Aufgaben:
(1) Schreib aus dem Auszug die Stelle zwischen „Seit 1970 führt“ und „Marke übertroffen werden.“ ab, beide eingeschlossen.
(2) Stimmen diese Aussagen mit dem Auszug überein? Antworte jeweils mit Ja oder Nein und zitiere die entscheidenden Worte.
(a) Im ersten Quartal 2009 ging das BIP um 2,9 Prozent zurück.
(b) Die Banco de España hatte für das zweite Quartal ein Schrumpfen um höchstens 16 Prozent vorhergesagt.
(c) Die deutsche Wirtschaft schrumpfte stärker als die italienische.
(3) Übersetze diesen Satz aus dem Auszug ins Englische: „Der BIP-Einbruch von 18,5 Prozent kommt nicht überraschend.“

Auszug:
.....

Seit 1970 führt das Nationale Statistikinstitut INE alle Vierteljahre Buch über die Wirtschaftsentwicklung. Einen ähnlichen Einbruch verzeichnet die Statistik nicht. Nicht einmal auf dem Höhepunkt der Finanz- und Immobilienkrise. Im ersten Quartal 2009 sank das BIP um vergleichsweise milde 2,9 Prozent. Selbst während des Kuba-Kriegs 1896 oder der Weltwirtschaftskrise Ende der 1920er und Anfang der 1930er Jahre, haben Berechnungen ergeben, erlebte Spanien keinen solchen Absturz. Lediglich 1936, als der Bürgerkrieg ausbrach, sank die Wirtschaftskraft im Jahresvergleich mit minus 26,8 Prozent um den bislang höchsten Wert. Sollte sich das dritte Quartal 2020 ähnlich desaströs entwickeln, könnte die Marke übertroffen werden.
Spanien leidet mehr als andere
Der BIP-Einbruch von 18,5 Prozent kommt nicht überraschend. Die Banco de España hatte für das zweite Quartal bereits prognostiziert, dass die Wirtschaft zwischen 16 und 21,8 Prozent schrumpfen könnte. Auch dass Spanien unter der Corona-Krise mehr leiden würde als andere Volkswirtschaften, war erwartet worden – USA minus 9,5 Prozent, Deutschland minus 10,1, Italien 12,4 und Frankreich 13,8 Prozent. Zum einen hatte Spanien mit die schärfsten Corona-Einschränkungen. Zum anderen dominieren hier mit dem Tourismus und der Automobilindustrie die Branchen, die von der Krise am stärksten betroffen waren.

.....

Datensatz:
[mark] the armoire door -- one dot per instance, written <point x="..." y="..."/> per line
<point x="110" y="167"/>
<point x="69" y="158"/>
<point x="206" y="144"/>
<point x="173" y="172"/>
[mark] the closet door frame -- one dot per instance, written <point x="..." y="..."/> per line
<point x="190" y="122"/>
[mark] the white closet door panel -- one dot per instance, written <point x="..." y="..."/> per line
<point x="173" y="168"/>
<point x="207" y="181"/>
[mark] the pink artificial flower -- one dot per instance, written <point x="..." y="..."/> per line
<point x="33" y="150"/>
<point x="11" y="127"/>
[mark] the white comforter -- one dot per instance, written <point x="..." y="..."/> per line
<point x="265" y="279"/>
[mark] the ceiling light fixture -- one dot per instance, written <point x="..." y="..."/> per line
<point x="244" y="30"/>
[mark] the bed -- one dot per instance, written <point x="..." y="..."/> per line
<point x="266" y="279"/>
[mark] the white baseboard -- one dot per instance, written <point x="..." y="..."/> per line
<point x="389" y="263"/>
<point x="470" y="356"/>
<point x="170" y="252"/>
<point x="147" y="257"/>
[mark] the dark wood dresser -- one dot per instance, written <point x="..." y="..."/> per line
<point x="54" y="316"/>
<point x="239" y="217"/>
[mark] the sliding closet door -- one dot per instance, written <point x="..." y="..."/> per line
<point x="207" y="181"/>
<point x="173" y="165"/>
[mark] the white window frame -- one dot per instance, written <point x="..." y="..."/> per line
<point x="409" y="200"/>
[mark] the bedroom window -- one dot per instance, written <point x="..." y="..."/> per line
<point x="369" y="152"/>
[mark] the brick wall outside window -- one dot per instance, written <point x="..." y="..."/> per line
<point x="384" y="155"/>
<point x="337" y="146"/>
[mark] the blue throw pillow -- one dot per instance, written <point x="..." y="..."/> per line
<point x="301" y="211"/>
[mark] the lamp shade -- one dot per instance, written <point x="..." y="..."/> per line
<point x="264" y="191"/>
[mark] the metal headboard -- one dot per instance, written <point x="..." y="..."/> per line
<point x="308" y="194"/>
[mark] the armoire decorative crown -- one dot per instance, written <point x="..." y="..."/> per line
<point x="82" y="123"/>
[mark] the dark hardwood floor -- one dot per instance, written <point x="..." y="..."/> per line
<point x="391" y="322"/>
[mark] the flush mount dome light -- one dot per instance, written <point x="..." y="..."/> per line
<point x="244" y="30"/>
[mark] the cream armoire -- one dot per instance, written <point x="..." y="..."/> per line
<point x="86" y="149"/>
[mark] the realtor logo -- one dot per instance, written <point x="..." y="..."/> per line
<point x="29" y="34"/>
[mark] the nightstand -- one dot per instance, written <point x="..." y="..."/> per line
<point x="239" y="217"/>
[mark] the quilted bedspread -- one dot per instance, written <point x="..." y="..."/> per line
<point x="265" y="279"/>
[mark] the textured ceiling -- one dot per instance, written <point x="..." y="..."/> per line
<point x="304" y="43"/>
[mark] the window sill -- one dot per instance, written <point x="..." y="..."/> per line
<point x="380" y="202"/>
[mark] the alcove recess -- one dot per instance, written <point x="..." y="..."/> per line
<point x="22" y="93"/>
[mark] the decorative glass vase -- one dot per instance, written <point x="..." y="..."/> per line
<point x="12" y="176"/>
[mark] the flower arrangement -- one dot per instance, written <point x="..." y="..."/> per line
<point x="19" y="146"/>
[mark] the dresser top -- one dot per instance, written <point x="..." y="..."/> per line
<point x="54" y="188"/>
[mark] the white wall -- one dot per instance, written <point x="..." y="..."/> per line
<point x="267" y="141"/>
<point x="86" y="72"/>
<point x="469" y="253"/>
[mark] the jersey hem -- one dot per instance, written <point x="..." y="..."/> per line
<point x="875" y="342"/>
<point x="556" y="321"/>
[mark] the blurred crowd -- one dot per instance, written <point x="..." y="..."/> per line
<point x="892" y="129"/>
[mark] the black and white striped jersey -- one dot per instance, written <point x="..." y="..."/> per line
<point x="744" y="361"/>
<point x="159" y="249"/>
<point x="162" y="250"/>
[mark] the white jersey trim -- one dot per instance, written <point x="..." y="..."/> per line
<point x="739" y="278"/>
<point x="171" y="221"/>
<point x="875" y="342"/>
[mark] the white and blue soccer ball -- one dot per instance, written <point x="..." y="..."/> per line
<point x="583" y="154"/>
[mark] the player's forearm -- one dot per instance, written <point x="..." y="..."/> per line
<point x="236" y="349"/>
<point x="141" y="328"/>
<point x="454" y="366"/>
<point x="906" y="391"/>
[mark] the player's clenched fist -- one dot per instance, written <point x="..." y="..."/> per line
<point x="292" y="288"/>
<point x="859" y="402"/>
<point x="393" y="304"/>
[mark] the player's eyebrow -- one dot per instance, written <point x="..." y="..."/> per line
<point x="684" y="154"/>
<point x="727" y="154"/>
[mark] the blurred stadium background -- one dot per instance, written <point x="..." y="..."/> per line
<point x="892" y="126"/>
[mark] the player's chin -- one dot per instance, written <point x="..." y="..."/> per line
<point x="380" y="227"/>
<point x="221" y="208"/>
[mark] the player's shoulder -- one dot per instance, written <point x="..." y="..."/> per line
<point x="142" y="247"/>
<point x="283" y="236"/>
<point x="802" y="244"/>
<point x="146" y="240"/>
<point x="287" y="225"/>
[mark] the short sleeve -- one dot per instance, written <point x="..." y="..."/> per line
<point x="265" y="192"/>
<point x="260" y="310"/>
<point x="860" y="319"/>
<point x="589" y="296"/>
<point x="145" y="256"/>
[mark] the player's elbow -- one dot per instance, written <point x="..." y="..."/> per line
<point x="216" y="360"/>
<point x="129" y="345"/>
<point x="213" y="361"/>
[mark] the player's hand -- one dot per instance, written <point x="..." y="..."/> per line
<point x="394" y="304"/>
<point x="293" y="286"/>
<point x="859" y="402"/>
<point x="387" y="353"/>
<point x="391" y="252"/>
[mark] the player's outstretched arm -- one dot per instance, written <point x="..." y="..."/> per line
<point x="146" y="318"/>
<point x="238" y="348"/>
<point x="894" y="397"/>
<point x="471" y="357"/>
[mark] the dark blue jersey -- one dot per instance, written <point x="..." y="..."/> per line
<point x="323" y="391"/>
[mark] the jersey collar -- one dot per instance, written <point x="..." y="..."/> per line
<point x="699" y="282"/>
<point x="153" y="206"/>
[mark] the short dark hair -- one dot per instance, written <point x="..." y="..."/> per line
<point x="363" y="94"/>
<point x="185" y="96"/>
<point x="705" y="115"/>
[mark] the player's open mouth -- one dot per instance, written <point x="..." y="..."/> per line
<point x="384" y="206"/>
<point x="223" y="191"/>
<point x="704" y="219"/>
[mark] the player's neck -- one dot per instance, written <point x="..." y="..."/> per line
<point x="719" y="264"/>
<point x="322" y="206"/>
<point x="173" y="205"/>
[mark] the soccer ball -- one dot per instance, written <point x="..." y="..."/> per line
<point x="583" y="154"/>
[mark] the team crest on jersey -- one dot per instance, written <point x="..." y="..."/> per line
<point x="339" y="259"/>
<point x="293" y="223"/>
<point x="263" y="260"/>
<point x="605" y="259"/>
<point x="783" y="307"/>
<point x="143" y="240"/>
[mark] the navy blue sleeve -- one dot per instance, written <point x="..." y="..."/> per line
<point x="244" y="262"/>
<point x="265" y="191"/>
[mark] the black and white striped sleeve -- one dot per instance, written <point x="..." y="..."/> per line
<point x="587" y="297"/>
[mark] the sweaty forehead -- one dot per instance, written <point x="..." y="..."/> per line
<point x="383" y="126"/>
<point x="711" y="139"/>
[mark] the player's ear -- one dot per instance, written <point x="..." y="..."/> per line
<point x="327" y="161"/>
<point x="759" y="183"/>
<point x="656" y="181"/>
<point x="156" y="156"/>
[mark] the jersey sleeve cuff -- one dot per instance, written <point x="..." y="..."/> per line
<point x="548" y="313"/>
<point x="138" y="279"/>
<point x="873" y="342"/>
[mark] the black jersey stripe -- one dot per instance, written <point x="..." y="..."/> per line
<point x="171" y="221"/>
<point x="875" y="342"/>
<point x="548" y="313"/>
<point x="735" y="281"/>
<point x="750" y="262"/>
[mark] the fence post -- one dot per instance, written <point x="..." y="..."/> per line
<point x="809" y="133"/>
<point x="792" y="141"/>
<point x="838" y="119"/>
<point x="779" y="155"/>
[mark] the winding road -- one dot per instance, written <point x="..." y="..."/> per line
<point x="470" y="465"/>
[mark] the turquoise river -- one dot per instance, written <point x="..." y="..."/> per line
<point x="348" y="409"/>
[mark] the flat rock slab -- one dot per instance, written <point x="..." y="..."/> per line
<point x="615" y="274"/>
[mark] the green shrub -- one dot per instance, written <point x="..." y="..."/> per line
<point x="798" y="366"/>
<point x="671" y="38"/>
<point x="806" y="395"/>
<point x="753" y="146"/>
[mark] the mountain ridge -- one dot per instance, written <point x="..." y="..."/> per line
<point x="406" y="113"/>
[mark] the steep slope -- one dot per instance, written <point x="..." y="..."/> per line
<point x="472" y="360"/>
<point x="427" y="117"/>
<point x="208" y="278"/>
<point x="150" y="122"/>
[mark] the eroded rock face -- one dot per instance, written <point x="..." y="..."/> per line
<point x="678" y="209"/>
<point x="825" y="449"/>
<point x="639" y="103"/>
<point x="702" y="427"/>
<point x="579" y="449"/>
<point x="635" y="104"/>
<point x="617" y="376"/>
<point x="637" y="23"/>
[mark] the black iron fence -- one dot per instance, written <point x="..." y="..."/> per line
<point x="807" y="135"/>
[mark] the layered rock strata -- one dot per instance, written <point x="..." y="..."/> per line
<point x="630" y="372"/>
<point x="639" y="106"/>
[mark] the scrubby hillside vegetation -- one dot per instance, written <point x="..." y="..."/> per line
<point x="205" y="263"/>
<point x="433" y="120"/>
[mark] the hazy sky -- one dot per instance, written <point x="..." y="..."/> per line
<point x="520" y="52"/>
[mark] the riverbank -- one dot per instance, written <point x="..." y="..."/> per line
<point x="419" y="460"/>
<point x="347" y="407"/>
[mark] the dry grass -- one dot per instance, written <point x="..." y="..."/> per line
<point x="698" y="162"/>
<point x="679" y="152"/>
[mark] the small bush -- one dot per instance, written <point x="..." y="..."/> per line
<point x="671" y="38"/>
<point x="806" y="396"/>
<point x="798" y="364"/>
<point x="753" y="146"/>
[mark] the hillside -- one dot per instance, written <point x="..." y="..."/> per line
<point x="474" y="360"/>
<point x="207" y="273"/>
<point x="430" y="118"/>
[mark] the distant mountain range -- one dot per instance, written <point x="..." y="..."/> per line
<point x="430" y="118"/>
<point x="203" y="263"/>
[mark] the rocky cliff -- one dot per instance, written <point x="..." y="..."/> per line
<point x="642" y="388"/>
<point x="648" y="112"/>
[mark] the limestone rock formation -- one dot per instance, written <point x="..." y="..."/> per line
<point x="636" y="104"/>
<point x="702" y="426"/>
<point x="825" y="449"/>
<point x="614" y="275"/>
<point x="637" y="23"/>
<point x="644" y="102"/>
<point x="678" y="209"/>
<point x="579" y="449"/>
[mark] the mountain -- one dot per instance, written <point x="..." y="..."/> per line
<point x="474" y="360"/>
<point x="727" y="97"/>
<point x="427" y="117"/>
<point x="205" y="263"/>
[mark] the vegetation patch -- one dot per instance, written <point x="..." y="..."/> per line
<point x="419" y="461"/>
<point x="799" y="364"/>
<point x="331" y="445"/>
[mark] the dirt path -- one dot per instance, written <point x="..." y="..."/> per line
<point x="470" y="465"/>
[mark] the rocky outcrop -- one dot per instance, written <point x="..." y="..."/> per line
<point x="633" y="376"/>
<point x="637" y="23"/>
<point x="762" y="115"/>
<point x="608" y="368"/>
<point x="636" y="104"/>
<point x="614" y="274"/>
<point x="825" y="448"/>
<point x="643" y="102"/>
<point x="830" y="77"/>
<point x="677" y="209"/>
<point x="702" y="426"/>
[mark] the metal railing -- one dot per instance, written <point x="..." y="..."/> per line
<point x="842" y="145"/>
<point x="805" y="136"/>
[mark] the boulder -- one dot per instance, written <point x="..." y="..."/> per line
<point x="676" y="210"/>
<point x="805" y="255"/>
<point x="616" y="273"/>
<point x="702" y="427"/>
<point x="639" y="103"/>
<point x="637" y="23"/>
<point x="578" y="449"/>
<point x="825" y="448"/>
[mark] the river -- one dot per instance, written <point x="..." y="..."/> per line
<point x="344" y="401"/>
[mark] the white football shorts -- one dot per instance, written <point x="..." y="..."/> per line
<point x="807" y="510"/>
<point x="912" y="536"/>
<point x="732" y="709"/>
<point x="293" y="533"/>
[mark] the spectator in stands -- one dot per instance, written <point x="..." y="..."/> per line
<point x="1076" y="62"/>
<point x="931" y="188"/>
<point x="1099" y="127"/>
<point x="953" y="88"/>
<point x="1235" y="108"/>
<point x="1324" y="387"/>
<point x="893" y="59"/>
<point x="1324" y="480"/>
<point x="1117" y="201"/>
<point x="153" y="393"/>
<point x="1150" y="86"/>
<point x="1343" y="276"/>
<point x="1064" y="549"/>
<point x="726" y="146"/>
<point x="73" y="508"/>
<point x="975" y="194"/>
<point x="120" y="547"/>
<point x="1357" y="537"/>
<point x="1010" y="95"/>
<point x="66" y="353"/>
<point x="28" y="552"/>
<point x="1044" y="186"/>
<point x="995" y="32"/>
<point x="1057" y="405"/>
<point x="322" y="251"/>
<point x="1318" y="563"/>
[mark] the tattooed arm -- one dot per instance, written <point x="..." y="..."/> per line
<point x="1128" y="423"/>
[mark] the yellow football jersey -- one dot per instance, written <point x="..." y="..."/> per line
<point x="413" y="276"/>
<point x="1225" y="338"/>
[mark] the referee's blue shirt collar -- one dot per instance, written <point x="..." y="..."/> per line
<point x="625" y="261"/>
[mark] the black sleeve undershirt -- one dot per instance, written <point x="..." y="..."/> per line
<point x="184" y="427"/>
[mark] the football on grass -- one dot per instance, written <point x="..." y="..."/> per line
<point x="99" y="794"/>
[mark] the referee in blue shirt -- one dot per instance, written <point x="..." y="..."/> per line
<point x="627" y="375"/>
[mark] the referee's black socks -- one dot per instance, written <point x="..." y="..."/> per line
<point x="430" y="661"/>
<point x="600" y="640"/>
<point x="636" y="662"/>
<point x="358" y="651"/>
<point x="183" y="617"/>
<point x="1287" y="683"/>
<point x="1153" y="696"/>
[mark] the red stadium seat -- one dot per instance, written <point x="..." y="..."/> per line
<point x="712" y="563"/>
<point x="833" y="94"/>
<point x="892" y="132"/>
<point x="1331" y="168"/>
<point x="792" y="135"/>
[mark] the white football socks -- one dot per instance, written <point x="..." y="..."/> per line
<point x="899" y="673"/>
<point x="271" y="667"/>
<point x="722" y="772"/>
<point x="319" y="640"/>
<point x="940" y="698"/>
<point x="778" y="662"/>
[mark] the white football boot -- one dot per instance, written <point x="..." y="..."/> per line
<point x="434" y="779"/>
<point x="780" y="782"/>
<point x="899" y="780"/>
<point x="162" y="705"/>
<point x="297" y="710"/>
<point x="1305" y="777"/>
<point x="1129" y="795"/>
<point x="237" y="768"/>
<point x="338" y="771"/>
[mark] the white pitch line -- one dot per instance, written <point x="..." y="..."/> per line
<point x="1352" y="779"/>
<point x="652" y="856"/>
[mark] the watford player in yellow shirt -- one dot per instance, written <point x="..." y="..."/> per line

.....

Lösungen je Aufgabe:
(1)
Seit 1970 führt das Nationale Statistikinstitut INE alle Vierteljahre Buch über die Wirtschaftsentwicklung. Einen ähnlichen Einbruch verzeichnet die Statistik nicht. Nicht einmal auf dem Höhepunkt der Finanz- und Immobilienkrise. Im ersten Quartal 2009 sank das BIP um vergleichsweise milde 2,9 Prozent. Selbst während des Kuba-Kriegs 1896 oder der Weltwirtschaftskrise Ende der 1920er und Anfang der 1930er Jahre, haben Berechnungen ergeben, erlebte Spanien keinen solchen Absturz. Lediglich 1936, als der Bürgerkrieg ausbrach, sank die Wirtschaftskraft im Jahresvergleich mit minus 26,8 Prozent um den bislang höchsten Wert. Sollte sich das dritte Quartal 2020 ähnlich desaströs entwickeln, könnte die Marke übertroffen werden.

(2)
(a) Ja: „Im ersten Quartal 2009 sank das BIP um vergleichsweise milde 2,9 Prozent.“
(b) Nein: „dass die Wirtschaft zwischen 16 und 21,8 Prozent schrumpfen könnte“
(c) Nein: „Deutschland minus 10,1, Italien 12,4“

(3) The GDP slump of 18.5 percent comes as no surprise.